Data entries
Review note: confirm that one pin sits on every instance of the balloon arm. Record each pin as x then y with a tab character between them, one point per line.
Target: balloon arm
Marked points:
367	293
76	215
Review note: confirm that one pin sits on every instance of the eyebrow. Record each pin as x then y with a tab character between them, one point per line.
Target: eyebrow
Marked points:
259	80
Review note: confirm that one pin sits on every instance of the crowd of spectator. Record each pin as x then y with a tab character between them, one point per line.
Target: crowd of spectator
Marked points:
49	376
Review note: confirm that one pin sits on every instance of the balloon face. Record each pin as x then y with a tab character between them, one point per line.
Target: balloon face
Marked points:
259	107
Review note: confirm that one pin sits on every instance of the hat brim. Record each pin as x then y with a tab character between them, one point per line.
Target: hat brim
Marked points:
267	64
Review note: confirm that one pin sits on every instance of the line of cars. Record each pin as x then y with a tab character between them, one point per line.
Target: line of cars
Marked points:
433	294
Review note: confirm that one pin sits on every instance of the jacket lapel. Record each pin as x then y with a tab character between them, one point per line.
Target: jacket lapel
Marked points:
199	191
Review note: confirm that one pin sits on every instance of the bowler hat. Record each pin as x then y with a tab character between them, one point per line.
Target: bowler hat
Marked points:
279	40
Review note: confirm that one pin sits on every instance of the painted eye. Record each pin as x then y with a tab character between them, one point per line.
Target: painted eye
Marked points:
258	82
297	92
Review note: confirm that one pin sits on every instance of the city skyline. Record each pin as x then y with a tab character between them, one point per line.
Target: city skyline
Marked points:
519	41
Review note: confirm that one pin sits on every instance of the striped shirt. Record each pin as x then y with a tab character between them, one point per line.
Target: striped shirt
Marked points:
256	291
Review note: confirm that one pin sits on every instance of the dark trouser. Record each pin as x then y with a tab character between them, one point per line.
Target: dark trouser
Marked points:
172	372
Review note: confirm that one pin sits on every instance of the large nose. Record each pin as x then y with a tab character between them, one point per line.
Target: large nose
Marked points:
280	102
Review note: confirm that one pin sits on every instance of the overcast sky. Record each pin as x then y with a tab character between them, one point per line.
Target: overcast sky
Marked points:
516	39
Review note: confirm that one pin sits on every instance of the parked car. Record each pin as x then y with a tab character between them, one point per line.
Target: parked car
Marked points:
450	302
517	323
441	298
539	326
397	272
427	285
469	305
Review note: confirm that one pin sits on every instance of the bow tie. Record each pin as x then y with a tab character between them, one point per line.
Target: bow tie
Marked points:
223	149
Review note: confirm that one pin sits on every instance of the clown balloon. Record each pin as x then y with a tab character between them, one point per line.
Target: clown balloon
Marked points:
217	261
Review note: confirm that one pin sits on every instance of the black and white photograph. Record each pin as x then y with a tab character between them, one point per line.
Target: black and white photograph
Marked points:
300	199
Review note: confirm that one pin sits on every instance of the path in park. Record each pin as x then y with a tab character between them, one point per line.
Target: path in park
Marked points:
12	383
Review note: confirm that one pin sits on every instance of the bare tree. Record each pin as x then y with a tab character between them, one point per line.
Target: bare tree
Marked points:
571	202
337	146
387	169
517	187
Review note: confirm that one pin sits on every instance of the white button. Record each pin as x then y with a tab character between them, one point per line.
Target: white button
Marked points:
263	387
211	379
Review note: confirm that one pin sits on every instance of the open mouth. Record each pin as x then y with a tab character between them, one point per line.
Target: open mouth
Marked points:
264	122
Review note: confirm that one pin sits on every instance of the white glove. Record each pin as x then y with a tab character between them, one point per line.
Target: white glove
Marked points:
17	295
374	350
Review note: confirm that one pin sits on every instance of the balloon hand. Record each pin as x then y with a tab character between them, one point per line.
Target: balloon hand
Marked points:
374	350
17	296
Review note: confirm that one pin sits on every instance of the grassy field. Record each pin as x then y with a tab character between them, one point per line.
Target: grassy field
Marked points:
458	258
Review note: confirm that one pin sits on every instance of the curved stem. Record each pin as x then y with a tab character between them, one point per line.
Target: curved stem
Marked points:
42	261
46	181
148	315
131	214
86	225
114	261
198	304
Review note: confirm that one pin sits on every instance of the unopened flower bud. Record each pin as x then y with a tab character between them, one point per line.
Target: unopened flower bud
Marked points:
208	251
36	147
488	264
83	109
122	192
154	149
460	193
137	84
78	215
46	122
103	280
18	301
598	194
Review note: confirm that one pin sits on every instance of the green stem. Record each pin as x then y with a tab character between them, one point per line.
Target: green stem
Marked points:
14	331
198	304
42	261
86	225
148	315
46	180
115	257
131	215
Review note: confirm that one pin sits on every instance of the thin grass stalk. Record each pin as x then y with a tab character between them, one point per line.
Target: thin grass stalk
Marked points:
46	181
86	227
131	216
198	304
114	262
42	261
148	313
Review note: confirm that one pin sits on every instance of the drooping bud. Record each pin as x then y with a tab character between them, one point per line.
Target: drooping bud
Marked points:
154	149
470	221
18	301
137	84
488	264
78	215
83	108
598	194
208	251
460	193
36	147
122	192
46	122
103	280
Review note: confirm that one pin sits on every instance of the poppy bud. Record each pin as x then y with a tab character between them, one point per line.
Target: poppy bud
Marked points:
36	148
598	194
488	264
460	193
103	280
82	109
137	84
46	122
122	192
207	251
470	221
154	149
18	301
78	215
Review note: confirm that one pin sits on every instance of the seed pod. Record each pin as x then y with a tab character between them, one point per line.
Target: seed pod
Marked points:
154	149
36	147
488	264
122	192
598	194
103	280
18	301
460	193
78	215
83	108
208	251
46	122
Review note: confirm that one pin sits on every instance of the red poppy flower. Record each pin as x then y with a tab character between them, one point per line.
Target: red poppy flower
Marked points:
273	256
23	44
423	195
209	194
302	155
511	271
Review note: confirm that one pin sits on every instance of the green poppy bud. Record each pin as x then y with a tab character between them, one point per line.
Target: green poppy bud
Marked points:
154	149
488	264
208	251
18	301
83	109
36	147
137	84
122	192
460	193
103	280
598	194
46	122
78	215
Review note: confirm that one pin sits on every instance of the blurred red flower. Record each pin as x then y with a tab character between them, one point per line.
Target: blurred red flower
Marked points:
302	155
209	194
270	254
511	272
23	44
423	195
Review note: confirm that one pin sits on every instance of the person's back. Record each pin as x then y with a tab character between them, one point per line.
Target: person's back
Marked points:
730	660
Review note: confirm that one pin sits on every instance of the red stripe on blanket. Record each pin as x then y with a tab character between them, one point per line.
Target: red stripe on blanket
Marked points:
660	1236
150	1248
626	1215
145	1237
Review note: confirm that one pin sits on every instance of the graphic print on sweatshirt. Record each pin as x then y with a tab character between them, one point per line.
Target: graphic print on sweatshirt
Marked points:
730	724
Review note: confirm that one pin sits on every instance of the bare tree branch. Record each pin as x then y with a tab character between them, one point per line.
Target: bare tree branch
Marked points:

* **Task directions**
Across the data shown above, how many lines carry the string "city"? Reply with the figure by itself.

* **Solution to this task**
2